__WORK INSTRUCTIONS__
An exact reprint of every record below is required, with the pictures left out.

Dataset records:
----------------

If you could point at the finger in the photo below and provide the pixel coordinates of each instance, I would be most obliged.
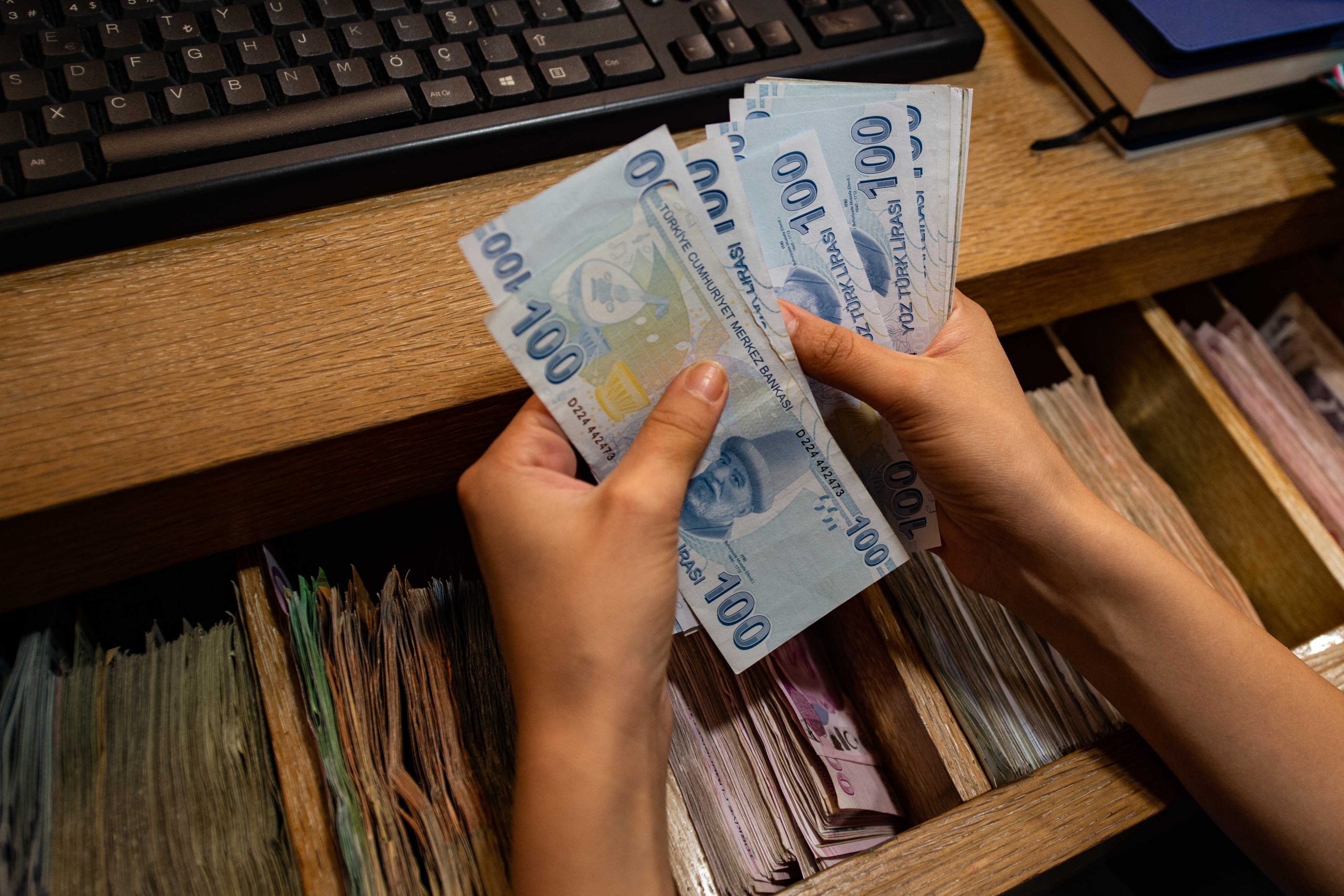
(675, 434)
(874, 374)
(534, 438)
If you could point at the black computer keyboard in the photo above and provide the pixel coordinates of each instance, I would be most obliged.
(124, 121)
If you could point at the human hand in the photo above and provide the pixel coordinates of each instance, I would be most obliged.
(582, 578)
(1002, 487)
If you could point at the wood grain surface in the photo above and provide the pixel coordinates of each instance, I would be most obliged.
(298, 766)
(1018, 832)
(1190, 430)
(286, 340)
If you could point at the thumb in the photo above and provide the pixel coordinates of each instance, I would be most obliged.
(675, 434)
(877, 375)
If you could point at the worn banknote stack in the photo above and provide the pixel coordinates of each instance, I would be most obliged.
(139, 770)
(842, 198)
(414, 724)
(1288, 379)
(1019, 702)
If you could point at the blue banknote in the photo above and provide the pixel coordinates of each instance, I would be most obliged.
(728, 225)
(815, 263)
(939, 121)
(867, 152)
(507, 251)
(777, 529)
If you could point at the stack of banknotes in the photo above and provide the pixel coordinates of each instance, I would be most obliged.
(773, 766)
(1019, 702)
(139, 770)
(842, 198)
(414, 726)
(1288, 379)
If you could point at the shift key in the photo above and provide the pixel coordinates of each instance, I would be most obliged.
(580, 38)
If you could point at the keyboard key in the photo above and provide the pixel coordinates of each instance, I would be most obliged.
(58, 167)
(187, 102)
(498, 51)
(716, 15)
(128, 111)
(460, 25)
(299, 83)
(808, 8)
(243, 93)
(120, 38)
(84, 13)
(25, 89)
(299, 124)
(549, 13)
(179, 30)
(23, 16)
(11, 51)
(737, 46)
(363, 38)
(14, 132)
(337, 13)
(234, 22)
(68, 121)
(508, 88)
(147, 70)
(449, 97)
(59, 46)
(625, 66)
(412, 33)
(694, 53)
(566, 77)
(450, 59)
(286, 15)
(87, 80)
(143, 8)
(774, 39)
(579, 38)
(934, 16)
(402, 68)
(351, 75)
(385, 10)
(205, 64)
(847, 26)
(898, 16)
(260, 56)
(312, 46)
(597, 8)
(506, 16)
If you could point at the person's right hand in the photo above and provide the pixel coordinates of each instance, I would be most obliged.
(1003, 489)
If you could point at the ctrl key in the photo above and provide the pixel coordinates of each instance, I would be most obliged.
(625, 66)
(57, 167)
(449, 97)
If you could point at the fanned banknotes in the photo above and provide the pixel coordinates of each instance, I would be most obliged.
(777, 527)
(611, 282)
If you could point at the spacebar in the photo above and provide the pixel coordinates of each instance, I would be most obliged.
(246, 133)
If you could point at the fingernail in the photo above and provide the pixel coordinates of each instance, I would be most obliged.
(707, 381)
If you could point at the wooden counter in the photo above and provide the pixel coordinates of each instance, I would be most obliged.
(183, 398)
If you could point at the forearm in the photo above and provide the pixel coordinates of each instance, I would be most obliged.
(1251, 730)
(589, 805)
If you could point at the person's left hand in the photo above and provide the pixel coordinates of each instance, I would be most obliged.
(582, 578)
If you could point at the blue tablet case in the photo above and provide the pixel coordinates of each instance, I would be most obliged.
(1183, 37)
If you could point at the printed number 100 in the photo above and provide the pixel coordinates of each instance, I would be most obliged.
(548, 340)
(749, 630)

----------------

__SOLVED PROBLEM__
If you could point at the finger in the photo below and provide the pixel coordinates of each instance, I would be most obliged.
(675, 434)
(874, 374)
(534, 438)
If you could point at the black computer keyboard in the photo above and provide the pixel coordinates of each instance, I would be most obliged.
(124, 121)
If you could point at the human hand in the photo above and provide the pixel coordinates of each instance, I would be most obliged.
(582, 578)
(1002, 487)
If you could point at the wood grain surface in the photo above and provide the pixel coordinates of each instance, I would be most obliged.
(298, 766)
(1018, 832)
(1190, 430)
(286, 340)
If you could point at the thumb in the photo above and provide the pixel coordinates of each instance, I would be most obliged.
(675, 434)
(877, 375)
If you could point at the worn banknote stack in the photo above and provide the pixel coordinates of each instance, I would be most obliged.
(139, 770)
(842, 198)
(414, 724)
(1288, 379)
(1019, 702)
If you could point at the blue banknote in the photo above and provide the pixel coordinates of each instance, I would be most obliged.
(728, 225)
(815, 263)
(939, 121)
(867, 152)
(507, 251)
(777, 529)
If you could point at the stack of banknotes in the photo above and provide the pixel coordinates of each instance, I would be most obliged.
(773, 766)
(1019, 702)
(139, 770)
(842, 198)
(414, 726)
(1288, 379)
If you could point at the shift key in the photo above and provide the pixel coordinates of each instance, I would be most obliged.
(580, 38)
If you could point at the keyboard key in the photo above and provide the pixel coordinates of each instance, I would be most obliged.
(58, 167)
(187, 102)
(498, 51)
(716, 15)
(128, 111)
(460, 25)
(299, 83)
(808, 8)
(243, 93)
(120, 38)
(84, 13)
(25, 89)
(299, 124)
(549, 13)
(179, 30)
(23, 16)
(11, 51)
(737, 46)
(363, 38)
(14, 132)
(337, 13)
(234, 22)
(68, 121)
(508, 88)
(147, 70)
(449, 97)
(59, 46)
(625, 66)
(412, 33)
(694, 53)
(566, 77)
(450, 59)
(286, 15)
(87, 80)
(143, 8)
(774, 39)
(579, 38)
(934, 16)
(402, 68)
(351, 75)
(385, 10)
(205, 64)
(847, 26)
(898, 16)
(260, 56)
(312, 46)
(597, 8)
(506, 16)
If you could point at the person's right hand in the photo above and provide the pixel coordinates of each instance, I would be most obliged.
(1003, 489)
If you could point at the ctrl key in the photo above and provide the pixel coordinates of each instance, I would be most obliged.
(625, 66)
(57, 167)
(449, 97)
If you could point at the fanned banknotes in the photo above and provide the pixel coordinates of each instance, I would be most obliged.
(777, 527)
(611, 282)
If you could point at the spacebar in the photo above and provide the pixel coordinates of each instance, I would be most obliged.
(246, 133)
If you could point at the fingernail in the photo above and provide the pixel coordinates of each instance, I would be most obliged.
(707, 381)
If you could point at the wooden counter in the photo above and provide the pixel coordinates of each instance, I would be most obliged.
(183, 398)
If you could point at the forearm in the photo above and provide the pixel coordinates of each instance, I would be most obliged.
(1251, 730)
(589, 805)
If you could point at the person's left hand in the photo above and provide the pixel coordinates of each instance, I would be most obliged.
(582, 578)
If you could point at the blue tablet case in the photo above and provide the pixel coordinates of each instance, I would be most obliged.
(1183, 37)
If you could point at the printed number 100 in the photo above and provide the pixel coordinates of each instance, I would be most obliged.
(548, 340)
(749, 630)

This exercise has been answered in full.